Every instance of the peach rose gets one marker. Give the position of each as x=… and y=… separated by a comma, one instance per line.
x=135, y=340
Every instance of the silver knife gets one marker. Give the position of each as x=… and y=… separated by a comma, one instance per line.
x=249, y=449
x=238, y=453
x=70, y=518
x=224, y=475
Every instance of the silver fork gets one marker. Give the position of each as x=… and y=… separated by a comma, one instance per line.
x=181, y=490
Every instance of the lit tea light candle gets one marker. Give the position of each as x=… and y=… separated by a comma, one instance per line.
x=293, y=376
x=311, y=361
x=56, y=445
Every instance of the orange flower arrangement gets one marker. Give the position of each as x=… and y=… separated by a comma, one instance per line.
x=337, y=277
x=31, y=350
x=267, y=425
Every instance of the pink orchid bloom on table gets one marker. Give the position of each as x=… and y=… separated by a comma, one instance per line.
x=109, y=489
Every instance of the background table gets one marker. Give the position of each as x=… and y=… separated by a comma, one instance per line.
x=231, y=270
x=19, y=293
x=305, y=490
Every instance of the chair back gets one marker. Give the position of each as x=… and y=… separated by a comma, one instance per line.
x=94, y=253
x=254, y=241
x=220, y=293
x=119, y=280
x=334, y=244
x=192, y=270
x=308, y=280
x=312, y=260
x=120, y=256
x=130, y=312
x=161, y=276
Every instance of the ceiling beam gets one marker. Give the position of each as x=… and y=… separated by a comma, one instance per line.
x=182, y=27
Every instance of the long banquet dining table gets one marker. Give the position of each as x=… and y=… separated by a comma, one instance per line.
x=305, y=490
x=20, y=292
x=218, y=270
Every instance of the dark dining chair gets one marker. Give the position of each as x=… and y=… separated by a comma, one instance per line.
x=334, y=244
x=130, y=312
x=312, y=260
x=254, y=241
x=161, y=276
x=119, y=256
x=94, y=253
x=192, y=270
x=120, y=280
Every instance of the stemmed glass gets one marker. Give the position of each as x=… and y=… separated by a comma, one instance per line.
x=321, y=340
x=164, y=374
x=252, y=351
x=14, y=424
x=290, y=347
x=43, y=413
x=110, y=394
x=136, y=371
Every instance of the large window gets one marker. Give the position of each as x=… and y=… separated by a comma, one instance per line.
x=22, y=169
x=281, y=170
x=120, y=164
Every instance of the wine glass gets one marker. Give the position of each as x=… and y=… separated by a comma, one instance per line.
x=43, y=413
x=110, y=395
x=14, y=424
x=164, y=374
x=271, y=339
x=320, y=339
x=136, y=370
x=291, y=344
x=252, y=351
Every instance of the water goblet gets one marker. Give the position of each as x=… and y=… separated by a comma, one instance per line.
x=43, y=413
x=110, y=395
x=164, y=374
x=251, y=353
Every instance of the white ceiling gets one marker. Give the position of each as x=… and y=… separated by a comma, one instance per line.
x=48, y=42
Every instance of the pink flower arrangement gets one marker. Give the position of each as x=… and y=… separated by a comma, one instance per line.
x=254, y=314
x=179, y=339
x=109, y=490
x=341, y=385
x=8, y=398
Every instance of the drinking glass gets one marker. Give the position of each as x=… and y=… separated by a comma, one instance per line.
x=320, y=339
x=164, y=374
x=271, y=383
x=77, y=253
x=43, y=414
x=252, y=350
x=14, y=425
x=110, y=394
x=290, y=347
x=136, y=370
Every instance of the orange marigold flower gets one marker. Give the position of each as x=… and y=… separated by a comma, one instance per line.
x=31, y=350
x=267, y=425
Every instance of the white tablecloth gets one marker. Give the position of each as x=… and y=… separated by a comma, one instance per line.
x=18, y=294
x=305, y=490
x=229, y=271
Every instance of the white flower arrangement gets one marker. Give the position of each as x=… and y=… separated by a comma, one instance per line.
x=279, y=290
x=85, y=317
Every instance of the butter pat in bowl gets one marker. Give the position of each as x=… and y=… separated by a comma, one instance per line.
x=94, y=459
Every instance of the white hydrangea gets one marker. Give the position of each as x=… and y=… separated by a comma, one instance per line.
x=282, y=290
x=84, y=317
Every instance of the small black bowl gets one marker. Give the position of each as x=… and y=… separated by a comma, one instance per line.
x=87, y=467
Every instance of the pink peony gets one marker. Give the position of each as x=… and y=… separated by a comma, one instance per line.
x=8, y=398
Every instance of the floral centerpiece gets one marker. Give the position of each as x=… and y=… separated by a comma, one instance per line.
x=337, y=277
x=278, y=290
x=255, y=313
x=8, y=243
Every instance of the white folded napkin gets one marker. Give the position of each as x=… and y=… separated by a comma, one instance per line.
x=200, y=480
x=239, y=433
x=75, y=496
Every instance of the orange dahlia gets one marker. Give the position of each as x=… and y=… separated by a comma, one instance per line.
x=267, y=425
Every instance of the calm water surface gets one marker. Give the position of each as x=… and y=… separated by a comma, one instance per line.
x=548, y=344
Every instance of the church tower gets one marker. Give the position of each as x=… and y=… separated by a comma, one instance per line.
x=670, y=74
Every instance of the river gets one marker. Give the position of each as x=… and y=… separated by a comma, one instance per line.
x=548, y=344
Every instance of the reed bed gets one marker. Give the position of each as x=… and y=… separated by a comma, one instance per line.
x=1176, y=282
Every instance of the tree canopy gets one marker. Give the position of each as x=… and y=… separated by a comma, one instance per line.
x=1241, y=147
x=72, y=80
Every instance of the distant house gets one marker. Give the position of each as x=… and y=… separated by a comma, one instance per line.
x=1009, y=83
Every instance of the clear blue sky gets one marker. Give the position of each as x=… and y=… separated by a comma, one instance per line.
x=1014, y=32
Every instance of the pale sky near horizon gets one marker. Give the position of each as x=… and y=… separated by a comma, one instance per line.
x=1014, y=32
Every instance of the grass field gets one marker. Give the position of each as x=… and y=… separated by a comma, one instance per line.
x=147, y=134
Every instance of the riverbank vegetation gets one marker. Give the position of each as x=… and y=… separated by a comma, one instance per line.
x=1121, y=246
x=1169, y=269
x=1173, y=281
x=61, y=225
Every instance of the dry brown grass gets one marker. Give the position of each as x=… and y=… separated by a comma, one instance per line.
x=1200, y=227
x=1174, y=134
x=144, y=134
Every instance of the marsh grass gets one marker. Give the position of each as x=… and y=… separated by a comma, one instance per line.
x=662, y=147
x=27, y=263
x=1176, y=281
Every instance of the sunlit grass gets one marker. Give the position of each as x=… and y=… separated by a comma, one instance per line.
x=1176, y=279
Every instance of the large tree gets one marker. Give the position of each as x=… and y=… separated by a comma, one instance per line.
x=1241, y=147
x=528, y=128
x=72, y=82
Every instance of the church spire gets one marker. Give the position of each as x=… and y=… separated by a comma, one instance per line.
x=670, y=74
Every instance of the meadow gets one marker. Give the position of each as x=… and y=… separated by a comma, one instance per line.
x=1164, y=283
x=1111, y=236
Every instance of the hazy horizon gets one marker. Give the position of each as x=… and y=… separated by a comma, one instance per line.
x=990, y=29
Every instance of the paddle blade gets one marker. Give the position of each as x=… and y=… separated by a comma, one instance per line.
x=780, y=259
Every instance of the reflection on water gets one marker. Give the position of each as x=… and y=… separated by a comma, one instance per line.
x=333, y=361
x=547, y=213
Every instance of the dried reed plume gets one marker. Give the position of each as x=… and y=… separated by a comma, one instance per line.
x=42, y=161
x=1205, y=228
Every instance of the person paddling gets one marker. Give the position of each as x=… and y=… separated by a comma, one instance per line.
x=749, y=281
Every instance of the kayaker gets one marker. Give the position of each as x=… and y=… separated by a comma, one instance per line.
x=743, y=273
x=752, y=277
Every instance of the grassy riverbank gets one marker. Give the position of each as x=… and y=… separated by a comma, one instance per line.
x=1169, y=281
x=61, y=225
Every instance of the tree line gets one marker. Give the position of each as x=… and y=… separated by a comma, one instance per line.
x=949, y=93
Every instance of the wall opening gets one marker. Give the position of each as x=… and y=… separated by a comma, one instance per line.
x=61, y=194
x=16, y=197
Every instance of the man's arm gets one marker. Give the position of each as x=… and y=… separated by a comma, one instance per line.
....................
▶ [Problem to solve] Your output should be the lines from the one with "Every instance of the wall" through the end of the records above, copied exactly.

▶ [Response]
Every instance of the wall opening gets one marker. Give the position of each as x=… and y=… separated by a comma, one instance per line.
x=61, y=194
x=16, y=197
Every instance of the man's arm gets one marker. Give the position of each as x=… and y=… separated by a comma, one instance per line.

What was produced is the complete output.